Please quote the stretch of the records from the line containing "detection_target: house facade" through the line containing "0,177 -> 225,300", reproducing both of those lines and everything between them exactly.

_Part of a data file_.

────────────────────

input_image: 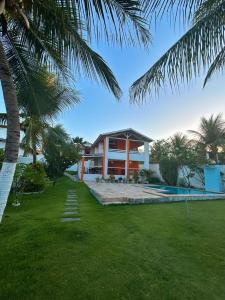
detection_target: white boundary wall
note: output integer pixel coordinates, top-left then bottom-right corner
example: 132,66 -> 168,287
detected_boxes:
149,164 -> 205,188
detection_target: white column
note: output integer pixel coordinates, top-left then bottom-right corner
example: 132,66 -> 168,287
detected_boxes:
144,142 -> 149,170
125,139 -> 129,177
104,137 -> 109,176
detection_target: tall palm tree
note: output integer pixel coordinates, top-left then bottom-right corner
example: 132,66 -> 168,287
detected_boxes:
0,0 -> 149,222
20,66 -> 79,163
189,114 -> 225,163
130,0 -> 225,102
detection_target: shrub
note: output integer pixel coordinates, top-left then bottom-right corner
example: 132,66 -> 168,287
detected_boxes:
159,157 -> 178,185
109,175 -> 116,183
139,169 -> 155,183
19,163 -> 49,192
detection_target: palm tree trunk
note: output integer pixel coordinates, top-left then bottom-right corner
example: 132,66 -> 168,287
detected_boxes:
32,139 -> 37,164
0,40 -> 20,222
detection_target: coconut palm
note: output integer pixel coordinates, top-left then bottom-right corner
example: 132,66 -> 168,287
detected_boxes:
0,0 -> 149,221
130,0 -> 225,101
189,114 -> 225,163
18,68 -> 79,163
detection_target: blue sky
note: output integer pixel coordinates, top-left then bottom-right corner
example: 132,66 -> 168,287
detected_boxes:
0,21 -> 225,141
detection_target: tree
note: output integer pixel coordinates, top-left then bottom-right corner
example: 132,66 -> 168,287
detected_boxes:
150,139 -> 171,163
189,114 -> 225,163
72,136 -> 87,152
130,0 -> 225,102
18,69 -> 79,163
43,125 -> 80,180
0,0 -> 149,221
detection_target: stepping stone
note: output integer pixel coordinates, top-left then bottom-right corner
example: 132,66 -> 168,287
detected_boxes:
61,218 -> 80,222
66,200 -> 77,203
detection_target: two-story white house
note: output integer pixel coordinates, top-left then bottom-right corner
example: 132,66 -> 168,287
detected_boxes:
78,128 -> 152,181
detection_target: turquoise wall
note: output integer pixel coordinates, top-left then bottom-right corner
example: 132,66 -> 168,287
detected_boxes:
204,165 -> 223,193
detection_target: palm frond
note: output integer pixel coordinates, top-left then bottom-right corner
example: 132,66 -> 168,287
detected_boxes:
142,0 -> 205,21
203,47 -> 225,87
0,113 -> 7,126
130,0 -> 225,102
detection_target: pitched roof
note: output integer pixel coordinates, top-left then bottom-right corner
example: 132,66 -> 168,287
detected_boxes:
92,128 -> 153,147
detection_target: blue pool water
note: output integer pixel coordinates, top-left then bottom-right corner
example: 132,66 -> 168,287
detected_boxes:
147,184 -> 220,195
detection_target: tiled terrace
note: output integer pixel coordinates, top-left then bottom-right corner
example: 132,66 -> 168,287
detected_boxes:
85,181 -> 225,205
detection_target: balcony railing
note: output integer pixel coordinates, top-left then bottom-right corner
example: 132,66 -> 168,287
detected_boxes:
109,148 -> 126,153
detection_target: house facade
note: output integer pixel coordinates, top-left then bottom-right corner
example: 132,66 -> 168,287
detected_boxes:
78,128 -> 152,181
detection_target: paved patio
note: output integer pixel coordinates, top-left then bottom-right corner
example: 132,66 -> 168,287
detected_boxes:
85,181 -> 225,205
85,181 -> 165,205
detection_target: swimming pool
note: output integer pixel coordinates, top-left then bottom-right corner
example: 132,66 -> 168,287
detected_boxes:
146,184 -> 219,195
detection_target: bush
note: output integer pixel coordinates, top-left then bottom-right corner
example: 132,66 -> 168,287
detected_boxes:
139,169 -> 155,183
109,175 -> 116,183
19,163 -> 49,192
0,149 -> 5,170
159,157 -> 178,185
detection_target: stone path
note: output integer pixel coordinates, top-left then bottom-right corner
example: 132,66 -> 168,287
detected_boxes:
61,190 -> 80,222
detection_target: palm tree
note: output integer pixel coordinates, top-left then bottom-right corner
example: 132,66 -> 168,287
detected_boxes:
18,68 -> 79,163
130,0 -> 225,102
43,125 -> 80,179
189,114 -> 225,163
0,0 -> 149,222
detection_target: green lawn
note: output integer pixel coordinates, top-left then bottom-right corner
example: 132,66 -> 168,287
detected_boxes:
0,178 -> 225,300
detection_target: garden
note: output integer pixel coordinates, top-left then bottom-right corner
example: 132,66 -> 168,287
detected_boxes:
0,177 -> 225,300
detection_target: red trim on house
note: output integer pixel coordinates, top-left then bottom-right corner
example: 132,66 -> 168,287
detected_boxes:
80,157 -> 84,181
127,140 -> 130,178
102,138 -> 106,177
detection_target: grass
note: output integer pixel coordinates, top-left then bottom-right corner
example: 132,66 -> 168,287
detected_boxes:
0,178 -> 225,300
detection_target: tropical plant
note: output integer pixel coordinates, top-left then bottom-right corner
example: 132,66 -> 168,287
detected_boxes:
18,69 -> 79,163
130,0 -> 225,102
19,162 -> 49,192
72,136 -> 87,151
0,0 -> 149,221
150,139 -> 171,163
0,149 -> 5,170
43,125 -> 80,180
189,114 -> 225,163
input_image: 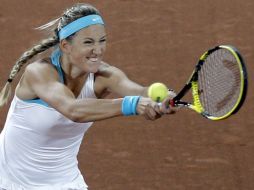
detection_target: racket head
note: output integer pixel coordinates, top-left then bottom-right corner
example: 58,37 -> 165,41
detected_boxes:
174,45 -> 248,120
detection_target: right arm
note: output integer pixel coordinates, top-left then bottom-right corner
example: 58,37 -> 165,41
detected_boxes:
16,63 -> 157,122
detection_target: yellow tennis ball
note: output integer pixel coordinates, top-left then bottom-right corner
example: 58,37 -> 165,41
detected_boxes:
148,82 -> 168,102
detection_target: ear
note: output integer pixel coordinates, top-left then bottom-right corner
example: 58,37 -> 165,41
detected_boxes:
59,39 -> 71,54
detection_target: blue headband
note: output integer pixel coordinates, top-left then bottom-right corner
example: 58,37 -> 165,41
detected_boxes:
58,15 -> 104,40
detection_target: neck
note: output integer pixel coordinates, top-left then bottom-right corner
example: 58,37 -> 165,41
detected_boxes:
60,55 -> 88,80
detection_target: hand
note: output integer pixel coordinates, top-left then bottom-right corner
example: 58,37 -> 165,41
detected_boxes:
137,97 -> 175,120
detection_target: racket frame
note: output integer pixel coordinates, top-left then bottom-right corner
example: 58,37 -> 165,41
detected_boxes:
170,45 -> 248,121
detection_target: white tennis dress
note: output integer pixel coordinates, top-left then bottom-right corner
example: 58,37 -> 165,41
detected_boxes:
0,49 -> 96,190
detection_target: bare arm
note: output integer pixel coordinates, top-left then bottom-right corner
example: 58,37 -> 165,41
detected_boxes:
21,63 -> 126,122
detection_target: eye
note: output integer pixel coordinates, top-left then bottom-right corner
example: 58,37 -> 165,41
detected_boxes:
100,38 -> 107,43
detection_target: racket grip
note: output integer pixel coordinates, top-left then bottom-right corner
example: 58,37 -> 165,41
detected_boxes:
169,99 -> 175,107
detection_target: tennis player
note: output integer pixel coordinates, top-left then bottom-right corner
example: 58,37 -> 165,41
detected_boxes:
0,4 -> 176,190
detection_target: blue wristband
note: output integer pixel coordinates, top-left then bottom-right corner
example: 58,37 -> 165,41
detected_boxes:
122,96 -> 140,116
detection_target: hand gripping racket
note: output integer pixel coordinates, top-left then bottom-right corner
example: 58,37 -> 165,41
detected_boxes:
170,45 -> 247,120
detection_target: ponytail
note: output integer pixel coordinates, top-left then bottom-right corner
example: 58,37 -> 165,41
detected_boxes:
0,36 -> 59,107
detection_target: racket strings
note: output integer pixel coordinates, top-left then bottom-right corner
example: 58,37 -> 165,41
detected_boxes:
198,49 -> 241,117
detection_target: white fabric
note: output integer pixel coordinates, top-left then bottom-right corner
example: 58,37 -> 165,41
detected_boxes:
0,74 -> 96,190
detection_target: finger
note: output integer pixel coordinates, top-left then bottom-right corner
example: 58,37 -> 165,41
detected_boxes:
145,104 -> 158,120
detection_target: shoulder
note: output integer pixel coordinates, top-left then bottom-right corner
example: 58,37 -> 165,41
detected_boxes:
24,59 -> 58,79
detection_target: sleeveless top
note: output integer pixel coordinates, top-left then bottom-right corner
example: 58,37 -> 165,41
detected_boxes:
0,50 -> 96,190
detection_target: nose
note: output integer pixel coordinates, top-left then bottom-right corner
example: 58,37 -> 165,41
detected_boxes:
93,45 -> 103,55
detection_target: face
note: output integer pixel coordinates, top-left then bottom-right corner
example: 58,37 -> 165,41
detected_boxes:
64,24 -> 106,73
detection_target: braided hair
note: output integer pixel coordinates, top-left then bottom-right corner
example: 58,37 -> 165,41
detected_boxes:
0,3 -> 100,106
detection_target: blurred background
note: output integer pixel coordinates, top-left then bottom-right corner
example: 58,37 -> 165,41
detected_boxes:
0,0 -> 254,190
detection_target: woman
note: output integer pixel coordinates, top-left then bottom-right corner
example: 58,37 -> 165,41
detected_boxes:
0,4 -> 176,190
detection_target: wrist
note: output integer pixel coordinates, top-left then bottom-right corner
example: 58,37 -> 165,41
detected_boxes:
122,96 -> 140,116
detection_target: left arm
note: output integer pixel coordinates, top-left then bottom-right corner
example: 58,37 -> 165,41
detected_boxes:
95,66 -> 148,97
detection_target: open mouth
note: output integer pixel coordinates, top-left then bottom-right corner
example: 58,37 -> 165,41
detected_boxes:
87,57 -> 99,62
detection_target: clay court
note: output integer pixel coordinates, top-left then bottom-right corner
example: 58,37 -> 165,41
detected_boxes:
0,0 -> 254,190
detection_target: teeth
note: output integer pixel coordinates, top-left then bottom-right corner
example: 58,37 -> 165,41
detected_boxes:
89,58 -> 98,62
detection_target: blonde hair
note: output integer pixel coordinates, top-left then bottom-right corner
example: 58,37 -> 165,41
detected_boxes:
0,3 -> 100,107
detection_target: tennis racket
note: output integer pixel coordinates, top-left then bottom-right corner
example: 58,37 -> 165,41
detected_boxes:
170,45 -> 248,120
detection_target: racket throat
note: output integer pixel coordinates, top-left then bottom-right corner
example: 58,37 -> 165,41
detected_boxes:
188,81 -> 204,114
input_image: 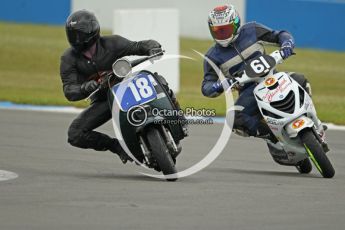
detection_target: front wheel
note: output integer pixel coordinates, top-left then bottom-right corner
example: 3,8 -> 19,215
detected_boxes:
147,127 -> 177,181
299,129 -> 335,178
296,158 -> 313,174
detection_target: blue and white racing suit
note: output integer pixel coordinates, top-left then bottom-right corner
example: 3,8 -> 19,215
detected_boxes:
202,22 -> 307,136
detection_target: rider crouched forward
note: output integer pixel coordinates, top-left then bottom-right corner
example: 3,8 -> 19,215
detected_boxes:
202,5 -> 311,141
60,10 -> 177,163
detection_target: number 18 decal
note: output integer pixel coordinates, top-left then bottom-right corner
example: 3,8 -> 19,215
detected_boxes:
128,77 -> 153,101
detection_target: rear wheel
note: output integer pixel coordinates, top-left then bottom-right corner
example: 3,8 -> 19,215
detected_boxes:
299,129 -> 335,178
296,158 -> 313,174
147,127 -> 177,181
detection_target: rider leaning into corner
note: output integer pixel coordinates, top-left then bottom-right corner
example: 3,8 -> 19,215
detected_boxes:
60,10 -> 177,163
202,5 -> 321,147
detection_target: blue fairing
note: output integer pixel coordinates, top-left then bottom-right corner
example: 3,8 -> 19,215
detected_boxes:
112,72 -> 157,111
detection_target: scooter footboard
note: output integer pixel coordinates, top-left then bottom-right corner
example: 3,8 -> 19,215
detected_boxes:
285,116 -> 314,138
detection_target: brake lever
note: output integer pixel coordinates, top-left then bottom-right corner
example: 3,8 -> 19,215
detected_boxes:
85,86 -> 102,101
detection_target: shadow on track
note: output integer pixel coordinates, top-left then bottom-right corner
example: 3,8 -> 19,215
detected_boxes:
207,168 -> 322,179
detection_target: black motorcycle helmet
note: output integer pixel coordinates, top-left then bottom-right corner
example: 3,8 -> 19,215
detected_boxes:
65,10 -> 100,52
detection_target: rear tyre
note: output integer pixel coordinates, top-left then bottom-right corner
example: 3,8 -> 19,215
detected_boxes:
147,127 -> 177,181
296,158 -> 313,174
299,129 -> 335,178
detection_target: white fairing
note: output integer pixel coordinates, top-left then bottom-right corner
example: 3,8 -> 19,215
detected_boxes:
229,50 -> 321,165
254,72 -> 318,163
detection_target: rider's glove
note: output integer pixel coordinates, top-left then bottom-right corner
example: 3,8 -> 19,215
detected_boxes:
280,39 -> 294,59
212,78 -> 233,93
140,40 -> 162,56
80,80 -> 99,94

────────────────────

_WRITTEN RESPONSE_.
detection_target: house facade
note: output integer pixel coordinates, top-left then bottom-right corner
example: 132,66 -> 168,287
detected_boxes:
78,128 -> 152,181
detection_target: paved patio
note: output integer pixel coordinates, top-left then bottom-right corner
example: 132,66 -> 168,287
detected_boxes:
85,181 -> 225,205
85,181 -> 165,205
detection_target: swimming pool
note: output integer pixel coordinates, top-left then bottom-right corner
example: 132,66 -> 168,287
detected_boxes:
146,184 -> 219,195
detection_target: bush
note: output integer pixel coordinates, top-left then bottom-right corner
example: 132,66 -> 168,287
detected_boxes:
139,169 -> 155,183
109,175 -> 116,183
19,163 -> 49,192
0,149 -> 5,170
159,157 -> 178,185
detection_target: stone path
note: output integer pixel coordinates, top-left then bottom-right corner
example: 132,66 -> 168,287
detected_boxes:
61,190 -> 80,222
detection_target: palm tree
note: output integer pixel coordinates, top-left then bottom-right corner
example: 132,66 -> 168,287
detected_boxes:
18,68 -> 79,163
130,0 -> 225,102
43,125 -> 80,179
189,114 -> 225,163
0,0 -> 149,222
detection_target: green lawn
note: output integer pixel coordinates, top-left then bottom-right corner
example: 132,66 -> 168,287
detected_boxes:
0,178 -> 225,300
detection_target: garden
note: output integer pixel coordinates, top-left then bottom-right corner
example: 132,66 -> 168,287
detected_boxes:
0,177 -> 225,300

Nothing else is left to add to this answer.